農業の世界に入るきっかけは、東日本大震災。災害時に近くに頼れる存在がいないことや子育て環境を考え、一年間悩んだ末に妻・千晶さんの実家の農業を継ぐ決心をしたと言います。

じゃがいもに限らず、農作物は植えればそのまま育つものではありません。収穫まで細やかな世話が必要です。それを管理と言います。
「最初の管理はいもを植えた後、草がえばる(威張る)前に草退治をしなければなりません。ある程度成長すると1週間~10日ごとに、状況に応じた防除が必要です」。

防除とは、農作物に悪影響を与える病害虫を防いだり、雑草を取り除くこと。ただ病害虫が発生してしまっては遅いので、治療ではなく予防が何よりも大切。予防の

ために薬を与えたり、元気がないようなら栄養剤をあげたりと、そこは人もじゃがいもも一緒ですね。

森さんのじゃがいも畑は2カ所に分かれ、合計7.5haもあります。この日お邪魔した畑は約5ha。東京ドーム1つ分です。
この広い畑をどうやって管理しているのですか?
「畑全部をくまなく見ることはできませんが、手前に植えた数列は畑の中に入って歩いてじっくりチェックします。茎が弱々しくないか実際にさわって感触をみたり、葉の裏も見て病害虫の予兆がないかを確認したりしますね」。このエリアは風が強く、じゃがいもの樹が倒れるとそこから傷んで病気になることもあるため、春から夏にかけての成長期は特に気にかけているのだそうです。

資料:
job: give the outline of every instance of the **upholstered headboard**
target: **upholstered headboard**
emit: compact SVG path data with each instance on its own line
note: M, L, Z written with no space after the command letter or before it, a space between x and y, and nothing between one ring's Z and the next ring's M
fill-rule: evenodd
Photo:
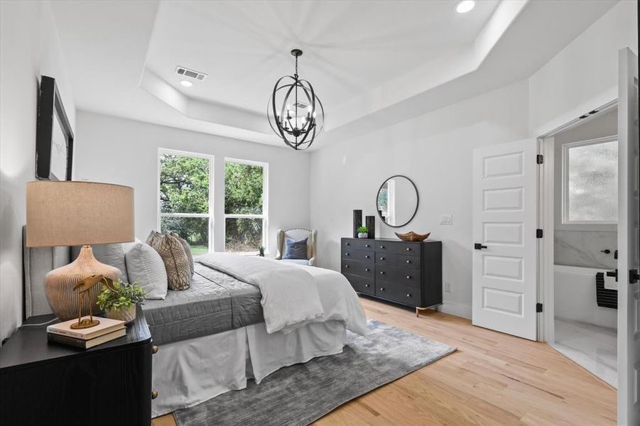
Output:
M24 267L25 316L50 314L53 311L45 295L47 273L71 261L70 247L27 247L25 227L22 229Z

...

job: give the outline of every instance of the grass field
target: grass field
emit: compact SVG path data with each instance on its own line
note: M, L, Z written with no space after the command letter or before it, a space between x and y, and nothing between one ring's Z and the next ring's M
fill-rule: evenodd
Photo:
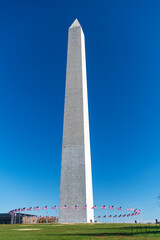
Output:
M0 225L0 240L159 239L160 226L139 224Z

* * *

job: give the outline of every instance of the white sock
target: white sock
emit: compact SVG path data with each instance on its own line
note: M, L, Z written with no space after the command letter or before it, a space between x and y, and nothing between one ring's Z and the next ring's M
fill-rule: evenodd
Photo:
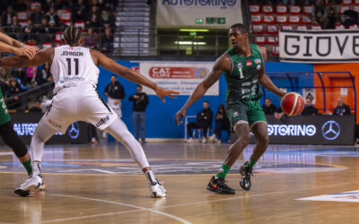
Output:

実施事項 A: 本文の「防除とは、農作物に悪影響を与」から「気にかけているのだそうです。」までを、一字も変えずに書き写してください。
実施事項 B: 次の(i)~(iii)が本文の内容と一致するかを「はい」か「いいえ」で答え、それぞれ判断の決め手となる本文の語句を正確に引用してください。(i) 森さんのじゃがいも畑は合計で7.5haある。(ii) 森さんは畑全部をくまなく見て回っている。(iii) 防除では治療よりも予防が大切だとされている。

結果 A:
防除とは、農作物に悪影響を与える病害虫を防いだり、雑草を取り除くこと。ただ病害虫が発生してしまっては遅いので、治療ではなく予防が何よりも大切。予防の

ために薬を与えたり、元気がないようなら栄養剤をあげたりと、そこは人もじゃがいもも一緒ですね。

森さんのじゃがいも畑は2カ所に分かれ、合計7.5haもあります。この日お邪魔した畑は約5ha。東京ドーム1つ分です。
この広い畑をどうやって管理しているのですか?
「畑全部をくまなく見ることはできませんが、手前に植えた数列は畑の中に入って歩いてじっくりチェックします。茎が弱々しくないか実際にさわって感触をみたり、葉の裏も見て病害虫の予兆がないかを確認したりしますね」。このエリアは風が強く、じゃがいもの樹が倒れるとそこから傷んで病気になることもあるため、春から夏にかけての成長期は特に気にかけているのだそうです。

結果 B:
(i) はい。「森さんのじゃがいも畑は2カ所に分かれ、合計7.5haもあります」
(ii) いいえ。「畑全部をくまなく見ることはできませんが」
(iii) はい。「治療ではなく予防が何よりも大切」